Document excerpt below:

Apple Notes is a marvel.  It is possibly the most used app on my phone and laptop (well, after the browser, but that doesn’t really count, a browser is just an OS facility like printing or app execution).  

I use Apple Notes a lot because:

  • I write.  I write for this newsletter, I write my book notes, and I write a lot of personal and business communications.  Writing is one of my most common daily tasks — and something I’d like to be more of my daily tech use, not less.
  • I don’t need a lot of formatting goo; in fact, I want minimal formatting.  A bunch of formatting tools distracts from the hard work of communicating.  I have wasted much time in my life dorking around with field codes and styles and all kinds of format goo, none of which has had any lasting value.
  • I use Notes as a drafting tool for all writing — email, long messages, posts, everything.  Having a drafting space completely separate from communications apps is absolutely necessary.  Some of the most embarrassing moments in my professional life have been when I have sent a message too soon or included unintentional content. 
  • Of course, Notes seamlessly syncs between my phone, tablets, and laptops.  Vital, my writing is spread across all these platforms.

I am not unique; many people love Apple Notes.   And there are other equivalent and popular solutions if you want to include Android or Windows in the mix.

But I have been, at times, frustrated with the limits of Notes.  I’ve envied things like Notion, Obsidian, Roam, and Logseq.  One thing I love is their Markdown support.  While I don’t want a ton of formatting, I do use headers, some emphasis occasionally, maybe a table, and I am comfortable with Markdown.

Enter ProNotes, an excellent add-on to Notes.  Adds Markdown tag support, slash commands and easy Markdown export.  Expands on the linking capabilities of Notes with backnotes.  Has templates which are a nice expansion of slash commands.  And again, just so easy to install and has a very clean interface.  

Huge kudos to the folk(s) behind ProNotes.  You can tell that they are proud of their product and have really worked on crafting it.

Software with soul

ProNotes — and Apple Notes — are software with soul.  They have a clear view of what they want to be; they include all the features for that scenario and not a lot more; the features are thoughtfully presented, and you can tell that the people behind them care about the users.  

As I recall, my first conversation about software with soul was in the early 90s.  As part of the Windows 95 project, we had a team building a mail client to include Windows 95; it was named “Outlook Express.”  It had nothing to do with the Outlook code base; it was a completely separate product built by a small team.  I don’t remember everyone on it, but Sung Rhee and Brett Marl were two of the team members, great people to work with.  

Outlook Express was a very clean mail client.  Handled multiple SMTP/IMAP accounts, had a simple interface, was fast and lightweight, had some nice simple customization features, also supported NNTP news.  It was a delight to use because it was simple and quick.  In a conversation with the team and Brad Silverberg one day, I remember us talking about how Outlook Express had soul — it knew what it wanted to be, and it did that precisely and elegantly.

This was in stark contrast with Outlook, which had an extensive feature set, had eight ways to do everything, was a general-purpose file browser and app environment, and was slow.  It was an enterprise software approach to mail, the Swiss army knife approach; it had to compete with Lotus Notes at the time, a broad groupware product.  

It is difficult for an enterprise-focused product with extensions and support for every possible enterprise feature to have soul.  Excel might be the only exception I know — clearly a ton of enterprise features, yet still an enthusiastic community of people who love the product.  

And back to the automaker innovation gap — it doesn’t take very long sitting in a Tesla or Rivian to feel the soul in the software — the tools are internally consistent, clean, and implemented with a clear purpose.  This is the gap that the legacy automakers have to close; they must find a way to commit fully to building software with soul.

End of Document excerpt.

● To do:
1/ In the essay, what name was given to the mail client built as part of the Windows 95 project?
2/ Edit the essay's passage starting with "Outlook Express was" and going on through "precisely and elegantly.", replacing "delight" with "pleasure".
3/ Turn the essay's paragraph beginning "Enter ProNotes" into a bulleted list that keeps its main facts.
These rows have no connection to the essay above.

Information below:

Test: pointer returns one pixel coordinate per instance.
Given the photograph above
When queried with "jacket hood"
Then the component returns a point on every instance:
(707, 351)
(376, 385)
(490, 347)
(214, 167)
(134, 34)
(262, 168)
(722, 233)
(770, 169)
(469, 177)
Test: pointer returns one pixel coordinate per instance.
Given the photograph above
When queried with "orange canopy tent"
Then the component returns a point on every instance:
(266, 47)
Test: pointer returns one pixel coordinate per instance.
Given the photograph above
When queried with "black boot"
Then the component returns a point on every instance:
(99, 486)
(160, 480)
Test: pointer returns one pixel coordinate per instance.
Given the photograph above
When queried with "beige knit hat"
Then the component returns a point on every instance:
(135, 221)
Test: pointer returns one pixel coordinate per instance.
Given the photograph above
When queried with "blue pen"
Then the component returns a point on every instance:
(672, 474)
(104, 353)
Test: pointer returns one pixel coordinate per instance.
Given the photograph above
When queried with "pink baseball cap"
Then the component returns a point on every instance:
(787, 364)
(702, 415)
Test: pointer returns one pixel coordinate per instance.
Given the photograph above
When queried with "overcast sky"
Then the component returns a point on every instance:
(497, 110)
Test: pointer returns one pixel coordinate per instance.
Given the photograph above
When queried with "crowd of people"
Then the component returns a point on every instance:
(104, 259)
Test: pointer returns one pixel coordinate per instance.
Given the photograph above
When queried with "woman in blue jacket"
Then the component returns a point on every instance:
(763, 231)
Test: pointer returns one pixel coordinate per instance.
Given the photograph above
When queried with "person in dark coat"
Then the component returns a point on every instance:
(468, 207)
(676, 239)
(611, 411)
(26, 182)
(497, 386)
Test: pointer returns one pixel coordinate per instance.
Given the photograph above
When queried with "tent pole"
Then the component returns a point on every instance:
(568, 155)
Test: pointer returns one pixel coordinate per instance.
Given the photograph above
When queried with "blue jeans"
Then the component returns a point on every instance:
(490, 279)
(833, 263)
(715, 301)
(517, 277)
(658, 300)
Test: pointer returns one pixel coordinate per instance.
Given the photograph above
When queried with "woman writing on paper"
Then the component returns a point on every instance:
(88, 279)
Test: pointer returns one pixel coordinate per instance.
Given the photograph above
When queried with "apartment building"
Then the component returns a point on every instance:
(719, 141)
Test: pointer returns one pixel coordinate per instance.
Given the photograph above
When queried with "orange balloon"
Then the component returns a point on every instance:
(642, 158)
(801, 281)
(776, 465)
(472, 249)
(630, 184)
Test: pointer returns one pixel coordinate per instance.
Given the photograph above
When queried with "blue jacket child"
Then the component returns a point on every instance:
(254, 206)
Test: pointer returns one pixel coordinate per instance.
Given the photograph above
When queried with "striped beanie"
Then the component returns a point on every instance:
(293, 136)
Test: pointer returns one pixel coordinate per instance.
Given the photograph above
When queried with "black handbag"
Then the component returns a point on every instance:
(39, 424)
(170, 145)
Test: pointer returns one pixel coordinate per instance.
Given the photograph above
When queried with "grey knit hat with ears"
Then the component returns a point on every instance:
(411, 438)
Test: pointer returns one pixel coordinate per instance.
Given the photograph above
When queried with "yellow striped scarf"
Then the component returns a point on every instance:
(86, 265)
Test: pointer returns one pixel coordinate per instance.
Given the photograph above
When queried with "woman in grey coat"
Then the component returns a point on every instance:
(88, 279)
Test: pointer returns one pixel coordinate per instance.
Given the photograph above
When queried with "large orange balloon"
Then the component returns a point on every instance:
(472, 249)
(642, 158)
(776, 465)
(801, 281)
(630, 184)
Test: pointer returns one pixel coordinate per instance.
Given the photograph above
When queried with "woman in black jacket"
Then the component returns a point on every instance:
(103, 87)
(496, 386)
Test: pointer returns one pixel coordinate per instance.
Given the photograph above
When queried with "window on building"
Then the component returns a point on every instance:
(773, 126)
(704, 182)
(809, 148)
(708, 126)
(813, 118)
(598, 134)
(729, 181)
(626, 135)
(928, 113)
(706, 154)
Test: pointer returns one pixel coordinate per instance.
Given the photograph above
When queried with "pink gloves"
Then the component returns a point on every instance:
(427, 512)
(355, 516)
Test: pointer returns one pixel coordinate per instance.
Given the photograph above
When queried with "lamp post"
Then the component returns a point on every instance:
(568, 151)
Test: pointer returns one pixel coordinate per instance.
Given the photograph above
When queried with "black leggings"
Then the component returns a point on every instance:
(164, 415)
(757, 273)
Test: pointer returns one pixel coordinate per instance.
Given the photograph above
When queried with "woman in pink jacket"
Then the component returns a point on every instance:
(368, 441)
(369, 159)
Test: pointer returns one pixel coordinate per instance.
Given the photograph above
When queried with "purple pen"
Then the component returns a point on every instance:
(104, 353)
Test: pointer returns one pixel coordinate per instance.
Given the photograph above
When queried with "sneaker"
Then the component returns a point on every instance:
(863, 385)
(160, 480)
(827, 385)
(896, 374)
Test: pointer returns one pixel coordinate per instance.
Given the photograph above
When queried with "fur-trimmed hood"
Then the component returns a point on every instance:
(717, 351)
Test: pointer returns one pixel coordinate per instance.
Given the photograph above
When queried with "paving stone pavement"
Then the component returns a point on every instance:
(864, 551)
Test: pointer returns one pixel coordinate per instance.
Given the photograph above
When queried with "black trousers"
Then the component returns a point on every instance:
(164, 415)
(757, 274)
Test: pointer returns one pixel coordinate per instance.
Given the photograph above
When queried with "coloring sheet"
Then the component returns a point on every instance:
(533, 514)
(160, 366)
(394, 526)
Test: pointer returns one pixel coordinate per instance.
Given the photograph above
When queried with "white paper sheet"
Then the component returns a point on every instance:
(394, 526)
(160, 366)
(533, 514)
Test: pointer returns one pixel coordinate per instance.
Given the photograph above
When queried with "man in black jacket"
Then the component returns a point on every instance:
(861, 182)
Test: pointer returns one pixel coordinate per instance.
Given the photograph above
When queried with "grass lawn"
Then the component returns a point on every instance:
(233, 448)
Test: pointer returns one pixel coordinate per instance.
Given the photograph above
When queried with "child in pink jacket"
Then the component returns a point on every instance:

End of Information.

● Per-task answers:
1/ Outlook Express

2/
Outlook Express was a very clean mail client.  Handled multiple SMTP/IMAP accounts, had a simple interface, was fast and lightweight, had some nice simple customization features, also supported NNTP news.  It was a pleasure to use because it was simple and quick.  In a conversation with the team and Brad Silverberg one day, I remember us talking about how Outlook Express had soul — it knew what it wanted to be, and it did that precisely and elegantly.

3/
- ProNotes is an add-on to Apple Notes.
- It adds Markdown tag support, slash commands, and easy Markdown export.
- It extends Notes' linking capabilities with backnotes.
- It has templates that expand on slash commands.
- It is easy to install and has a very clean interface.